Aim of the task:
Retype, without any change, the rows from the line with "Now, locate the rear of" through the end of the rows, including both of those lines.

Data section:

--------------------

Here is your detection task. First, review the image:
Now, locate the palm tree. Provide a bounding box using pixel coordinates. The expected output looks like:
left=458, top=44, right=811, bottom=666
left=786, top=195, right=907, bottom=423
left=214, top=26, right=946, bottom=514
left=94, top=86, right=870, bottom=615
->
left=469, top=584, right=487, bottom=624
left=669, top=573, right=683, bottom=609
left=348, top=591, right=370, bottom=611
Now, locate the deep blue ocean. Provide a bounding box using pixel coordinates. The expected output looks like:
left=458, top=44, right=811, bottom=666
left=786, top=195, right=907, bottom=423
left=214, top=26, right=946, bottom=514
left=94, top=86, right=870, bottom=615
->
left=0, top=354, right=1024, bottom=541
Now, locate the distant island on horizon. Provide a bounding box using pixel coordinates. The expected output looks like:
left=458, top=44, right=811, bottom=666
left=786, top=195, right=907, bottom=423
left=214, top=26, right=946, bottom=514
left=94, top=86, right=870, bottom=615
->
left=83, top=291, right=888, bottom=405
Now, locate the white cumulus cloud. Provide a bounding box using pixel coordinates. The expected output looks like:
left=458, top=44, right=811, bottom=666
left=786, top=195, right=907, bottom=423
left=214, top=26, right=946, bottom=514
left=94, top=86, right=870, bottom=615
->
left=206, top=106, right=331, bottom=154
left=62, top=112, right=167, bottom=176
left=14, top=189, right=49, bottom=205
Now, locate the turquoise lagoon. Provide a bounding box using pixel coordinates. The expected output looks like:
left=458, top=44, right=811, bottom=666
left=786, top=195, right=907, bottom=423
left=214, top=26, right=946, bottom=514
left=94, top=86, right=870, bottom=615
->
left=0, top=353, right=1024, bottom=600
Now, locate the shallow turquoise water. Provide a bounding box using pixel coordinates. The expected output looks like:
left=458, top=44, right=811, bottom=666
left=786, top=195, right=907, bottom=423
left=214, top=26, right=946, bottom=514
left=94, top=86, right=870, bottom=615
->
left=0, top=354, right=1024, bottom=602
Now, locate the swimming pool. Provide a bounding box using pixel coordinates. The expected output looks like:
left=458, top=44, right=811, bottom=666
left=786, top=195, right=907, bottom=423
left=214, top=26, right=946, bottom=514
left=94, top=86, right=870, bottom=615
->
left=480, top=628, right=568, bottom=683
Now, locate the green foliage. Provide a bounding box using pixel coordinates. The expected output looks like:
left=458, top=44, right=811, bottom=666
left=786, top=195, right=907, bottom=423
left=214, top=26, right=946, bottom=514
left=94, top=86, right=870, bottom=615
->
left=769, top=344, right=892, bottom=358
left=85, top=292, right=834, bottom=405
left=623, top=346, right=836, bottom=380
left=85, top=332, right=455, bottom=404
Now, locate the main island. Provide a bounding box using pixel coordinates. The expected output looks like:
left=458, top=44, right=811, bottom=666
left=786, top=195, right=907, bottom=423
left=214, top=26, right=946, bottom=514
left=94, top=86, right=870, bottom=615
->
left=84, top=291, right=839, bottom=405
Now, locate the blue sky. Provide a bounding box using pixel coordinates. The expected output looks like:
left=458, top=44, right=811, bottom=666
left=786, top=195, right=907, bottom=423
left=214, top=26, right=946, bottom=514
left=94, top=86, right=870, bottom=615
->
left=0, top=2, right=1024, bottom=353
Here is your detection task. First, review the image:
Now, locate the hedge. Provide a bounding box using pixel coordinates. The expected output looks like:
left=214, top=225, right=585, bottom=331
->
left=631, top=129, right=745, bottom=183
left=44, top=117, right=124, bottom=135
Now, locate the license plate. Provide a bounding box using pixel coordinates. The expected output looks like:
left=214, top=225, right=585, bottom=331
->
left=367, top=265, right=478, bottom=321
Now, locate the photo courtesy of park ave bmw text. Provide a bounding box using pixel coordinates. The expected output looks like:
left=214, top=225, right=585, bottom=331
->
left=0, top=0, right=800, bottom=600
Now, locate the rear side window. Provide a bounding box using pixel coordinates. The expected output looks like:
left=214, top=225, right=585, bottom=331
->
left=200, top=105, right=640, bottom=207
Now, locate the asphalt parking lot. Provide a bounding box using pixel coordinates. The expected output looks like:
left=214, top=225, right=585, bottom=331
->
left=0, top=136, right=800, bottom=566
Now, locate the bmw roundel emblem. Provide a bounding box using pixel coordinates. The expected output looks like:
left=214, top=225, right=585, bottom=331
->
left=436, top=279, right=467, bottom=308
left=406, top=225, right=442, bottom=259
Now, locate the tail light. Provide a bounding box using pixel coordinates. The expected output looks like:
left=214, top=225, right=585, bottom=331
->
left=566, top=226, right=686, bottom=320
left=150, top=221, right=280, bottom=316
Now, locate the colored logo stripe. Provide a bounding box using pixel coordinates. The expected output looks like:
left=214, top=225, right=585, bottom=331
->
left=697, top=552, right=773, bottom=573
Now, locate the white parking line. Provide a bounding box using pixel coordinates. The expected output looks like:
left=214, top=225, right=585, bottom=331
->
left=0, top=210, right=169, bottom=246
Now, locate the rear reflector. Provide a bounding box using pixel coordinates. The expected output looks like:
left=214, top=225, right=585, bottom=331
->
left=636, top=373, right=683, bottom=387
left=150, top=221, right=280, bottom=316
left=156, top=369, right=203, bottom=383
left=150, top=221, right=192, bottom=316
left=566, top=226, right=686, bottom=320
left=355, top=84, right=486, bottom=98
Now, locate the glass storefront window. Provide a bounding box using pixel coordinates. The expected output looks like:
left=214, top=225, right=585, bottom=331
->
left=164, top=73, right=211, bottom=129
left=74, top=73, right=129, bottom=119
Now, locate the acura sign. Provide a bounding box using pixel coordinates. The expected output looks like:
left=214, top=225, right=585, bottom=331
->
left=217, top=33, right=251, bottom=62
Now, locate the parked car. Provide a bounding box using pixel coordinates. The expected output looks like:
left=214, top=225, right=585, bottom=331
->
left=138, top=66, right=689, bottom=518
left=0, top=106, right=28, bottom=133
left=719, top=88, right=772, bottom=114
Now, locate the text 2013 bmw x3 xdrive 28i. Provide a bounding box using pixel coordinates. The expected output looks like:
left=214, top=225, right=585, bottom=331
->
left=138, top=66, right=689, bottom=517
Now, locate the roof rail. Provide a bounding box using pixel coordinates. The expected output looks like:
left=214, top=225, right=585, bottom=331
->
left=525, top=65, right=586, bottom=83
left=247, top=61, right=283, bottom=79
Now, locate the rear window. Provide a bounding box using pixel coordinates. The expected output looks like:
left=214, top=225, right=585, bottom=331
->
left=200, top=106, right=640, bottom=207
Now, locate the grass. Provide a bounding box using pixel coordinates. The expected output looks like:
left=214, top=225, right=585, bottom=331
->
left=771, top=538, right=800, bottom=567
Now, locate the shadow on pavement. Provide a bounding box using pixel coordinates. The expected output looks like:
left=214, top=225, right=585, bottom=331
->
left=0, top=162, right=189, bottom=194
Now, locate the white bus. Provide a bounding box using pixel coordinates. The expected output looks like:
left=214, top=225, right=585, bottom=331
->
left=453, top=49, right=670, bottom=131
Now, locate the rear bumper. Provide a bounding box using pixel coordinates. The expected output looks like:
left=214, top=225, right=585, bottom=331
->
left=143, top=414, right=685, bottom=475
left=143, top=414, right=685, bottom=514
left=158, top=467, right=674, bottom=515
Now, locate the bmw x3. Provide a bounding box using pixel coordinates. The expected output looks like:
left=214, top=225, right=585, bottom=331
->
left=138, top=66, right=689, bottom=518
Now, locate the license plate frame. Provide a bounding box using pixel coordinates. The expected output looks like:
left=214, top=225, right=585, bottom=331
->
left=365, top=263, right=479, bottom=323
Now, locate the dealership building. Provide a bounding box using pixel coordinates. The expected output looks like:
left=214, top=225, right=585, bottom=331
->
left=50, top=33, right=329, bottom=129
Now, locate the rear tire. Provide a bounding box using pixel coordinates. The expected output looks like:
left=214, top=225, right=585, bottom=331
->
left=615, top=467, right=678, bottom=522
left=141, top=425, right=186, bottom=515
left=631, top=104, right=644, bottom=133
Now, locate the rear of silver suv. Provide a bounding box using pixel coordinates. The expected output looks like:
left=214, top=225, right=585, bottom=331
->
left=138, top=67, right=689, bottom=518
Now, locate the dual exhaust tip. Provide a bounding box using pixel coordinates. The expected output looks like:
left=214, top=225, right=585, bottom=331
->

--------------------

Full answer:
Now, locate the rear of silver suv. Provide a bounding box using pixel coordinates. The expected output looks like:
left=214, top=225, right=585, bottom=331
->
left=138, top=67, right=689, bottom=518
Now, locate the dual exhaust tip. Provide a bounding box using pixel coordinates. The expected output looks like:
left=214, top=225, right=585, bottom=331
->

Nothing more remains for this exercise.